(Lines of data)
* start *
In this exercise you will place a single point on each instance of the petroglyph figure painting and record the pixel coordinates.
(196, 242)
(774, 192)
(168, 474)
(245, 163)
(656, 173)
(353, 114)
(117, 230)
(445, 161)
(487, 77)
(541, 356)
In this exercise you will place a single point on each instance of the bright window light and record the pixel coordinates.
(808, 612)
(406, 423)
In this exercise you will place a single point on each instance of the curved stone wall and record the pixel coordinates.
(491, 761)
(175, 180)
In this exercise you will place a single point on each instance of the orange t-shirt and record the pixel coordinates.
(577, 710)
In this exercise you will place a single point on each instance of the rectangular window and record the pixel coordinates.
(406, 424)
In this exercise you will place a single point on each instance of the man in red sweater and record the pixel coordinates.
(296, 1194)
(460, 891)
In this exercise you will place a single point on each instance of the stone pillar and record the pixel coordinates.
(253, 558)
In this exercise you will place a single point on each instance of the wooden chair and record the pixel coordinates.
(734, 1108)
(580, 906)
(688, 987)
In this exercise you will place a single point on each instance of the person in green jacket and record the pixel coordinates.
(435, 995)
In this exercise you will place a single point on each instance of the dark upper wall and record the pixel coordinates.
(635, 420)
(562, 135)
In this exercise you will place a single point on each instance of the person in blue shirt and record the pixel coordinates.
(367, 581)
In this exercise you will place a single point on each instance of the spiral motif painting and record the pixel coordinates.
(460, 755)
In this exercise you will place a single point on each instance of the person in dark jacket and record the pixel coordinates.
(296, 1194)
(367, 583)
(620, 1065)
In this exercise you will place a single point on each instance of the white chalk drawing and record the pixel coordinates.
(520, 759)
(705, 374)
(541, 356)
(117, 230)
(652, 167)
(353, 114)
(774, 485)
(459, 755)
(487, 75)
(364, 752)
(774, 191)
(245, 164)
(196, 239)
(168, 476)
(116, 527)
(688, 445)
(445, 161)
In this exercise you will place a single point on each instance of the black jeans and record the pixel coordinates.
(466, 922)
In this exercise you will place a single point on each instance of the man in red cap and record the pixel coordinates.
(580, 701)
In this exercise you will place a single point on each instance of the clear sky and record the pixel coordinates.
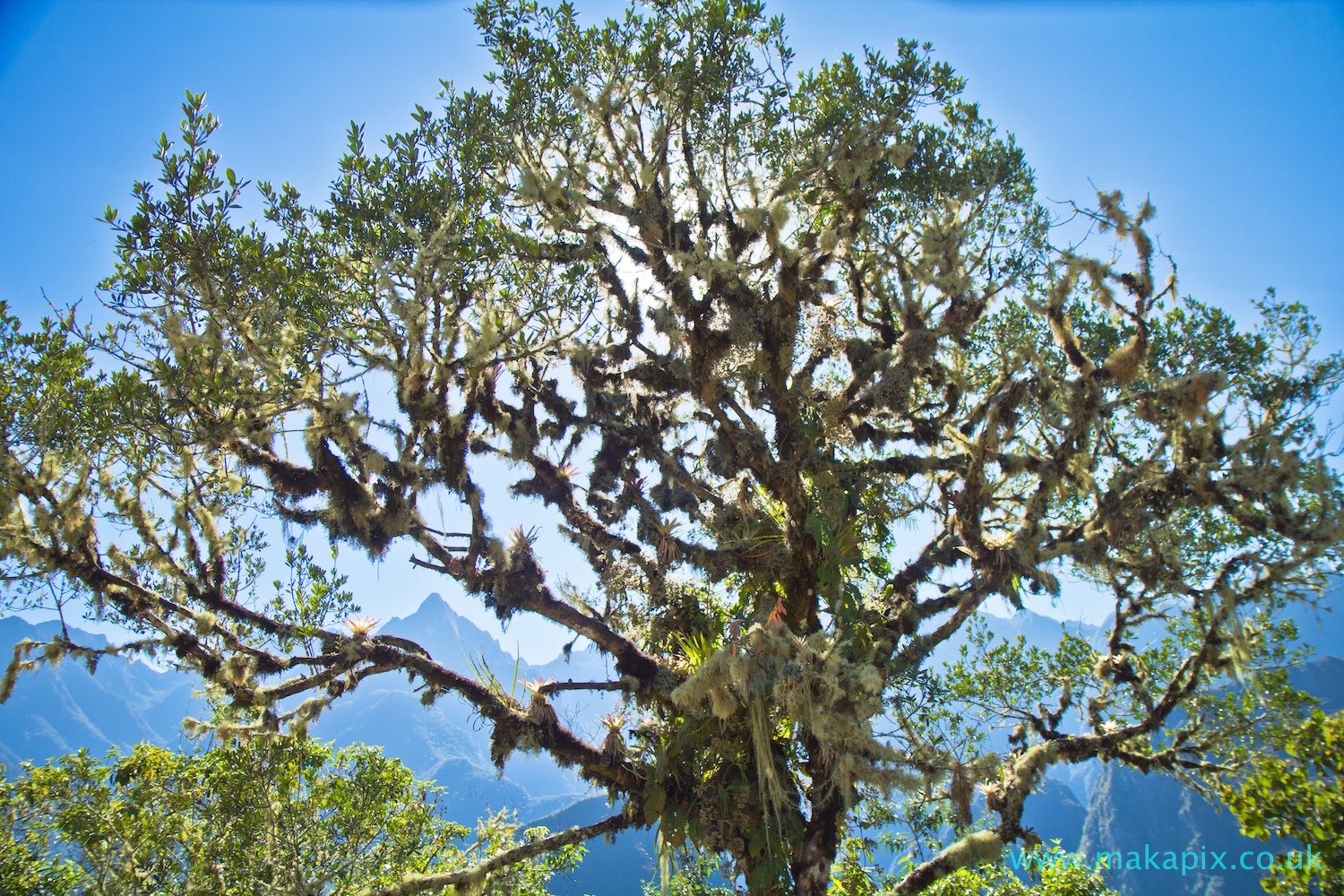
(1230, 116)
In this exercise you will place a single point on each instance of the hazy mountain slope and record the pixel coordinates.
(59, 711)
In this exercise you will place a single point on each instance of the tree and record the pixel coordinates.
(288, 815)
(793, 362)
(1298, 794)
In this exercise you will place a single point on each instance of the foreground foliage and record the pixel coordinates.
(268, 817)
(1298, 796)
(793, 365)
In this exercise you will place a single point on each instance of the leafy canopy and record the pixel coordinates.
(795, 365)
(266, 817)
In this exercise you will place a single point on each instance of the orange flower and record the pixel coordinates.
(360, 626)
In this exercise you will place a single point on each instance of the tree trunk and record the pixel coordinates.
(822, 836)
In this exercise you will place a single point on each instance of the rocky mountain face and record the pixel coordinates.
(1093, 807)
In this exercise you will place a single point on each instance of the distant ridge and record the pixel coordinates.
(62, 710)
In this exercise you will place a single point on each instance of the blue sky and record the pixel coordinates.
(1228, 115)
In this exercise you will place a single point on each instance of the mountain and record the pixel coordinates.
(1088, 806)
(61, 710)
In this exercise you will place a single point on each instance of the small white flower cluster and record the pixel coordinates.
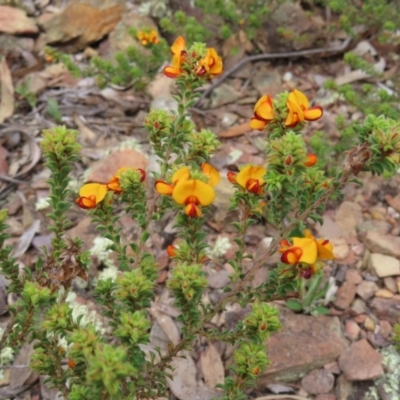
(42, 204)
(221, 246)
(86, 316)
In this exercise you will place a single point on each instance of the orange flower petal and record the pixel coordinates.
(98, 190)
(212, 174)
(182, 174)
(312, 160)
(313, 113)
(187, 190)
(113, 184)
(171, 72)
(171, 251)
(264, 108)
(251, 172)
(231, 177)
(163, 188)
(292, 255)
(257, 124)
(309, 248)
(192, 210)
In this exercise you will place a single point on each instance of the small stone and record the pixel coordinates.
(361, 362)
(345, 295)
(340, 248)
(358, 307)
(303, 344)
(369, 325)
(384, 265)
(360, 319)
(387, 309)
(318, 381)
(333, 367)
(353, 276)
(386, 294)
(352, 330)
(385, 329)
(390, 284)
(384, 244)
(366, 289)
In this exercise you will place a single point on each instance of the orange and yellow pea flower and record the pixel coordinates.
(148, 37)
(211, 64)
(250, 178)
(263, 113)
(165, 188)
(179, 52)
(91, 194)
(299, 109)
(212, 174)
(193, 193)
(311, 160)
(305, 250)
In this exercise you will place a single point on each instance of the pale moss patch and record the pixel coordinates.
(6, 355)
(101, 250)
(390, 380)
(221, 246)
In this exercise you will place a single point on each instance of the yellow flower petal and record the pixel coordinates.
(309, 247)
(295, 114)
(313, 113)
(251, 172)
(164, 188)
(264, 108)
(179, 45)
(257, 124)
(182, 174)
(300, 98)
(193, 191)
(212, 174)
(98, 190)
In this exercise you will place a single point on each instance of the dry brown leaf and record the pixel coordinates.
(183, 384)
(14, 21)
(23, 376)
(26, 239)
(3, 160)
(212, 366)
(237, 130)
(167, 324)
(7, 91)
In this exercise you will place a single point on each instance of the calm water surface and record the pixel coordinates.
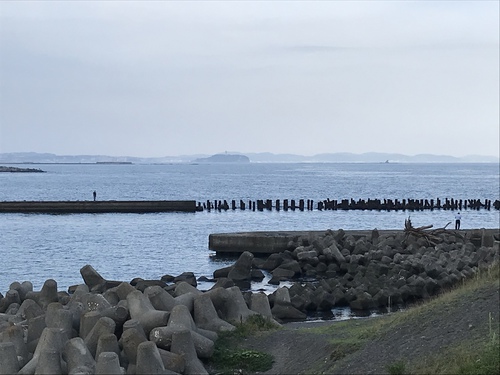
* end *
**TASK STATEMENT:**
Please update the records from their start through the line containing "(620, 1065)", changing "wooden chair" to "folding chair" and keeping everything else the same. Give back only those lines.

**ANSWER BELOW:**
In this exercise you will place a single point on each instance of the petroglyph figure painting and record the pixel coordinates.
(196, 242)
(774, 192)
(168, 474)
(245, 163)
(656, 173)
(353, 114)
(117, 230)
(445, 161)
(487, 77)
(541, 356)
In this exercise you will place a single point on each instance of the bright window light and record the pixel coordinates.
(808, 612)
(406, 423)
In this exercise you will place a single point on each instance of the curved stone wall and record the pixel coordinates.
(491, 761)
(175, 180)
In this exercise you will place a single point on each instance of the orange t-shirt and record the pixel coordinates.
(577, 710)
In this exercise you will place a single point on each instance of the rectangular window and record the pixel coordinates.
(406, 424)
In this exercise you will place a single point on each instance of the man in red sweater and record the pixel coordinates.
(296, 1194)
(460, 891)
In this exercise you will place a single point on each instance of the stone pillar and record the pixel coordinates.
(253, 558)
In this exercise you will place a single point on each instance of the folding chair and record the pixel coordinates.
(734, 1108)
(580, 906)
(688, 987)
In this exercise you will place a single point on each instance of the person in green jacket and record the pixel coordinates.
(435, 995)
In this exercise you will place a single point on each instance of the dark upper wall and record the pixel coordinates.
(635, 420)
(562, 135)
In this exercise you will place a single point on each instance of the person in blue shirt and record the pixel coordinates.
(367, 581)
In this exercise you will place a single point on each instance of the spiral motif painting and record the pixel coordinates.
(460, 755)
In this exercise you will place a single point on each instance of the person in dark jacket and record the pixel coordinates.
(296, 1194)
(367, 583)
(620, 1065)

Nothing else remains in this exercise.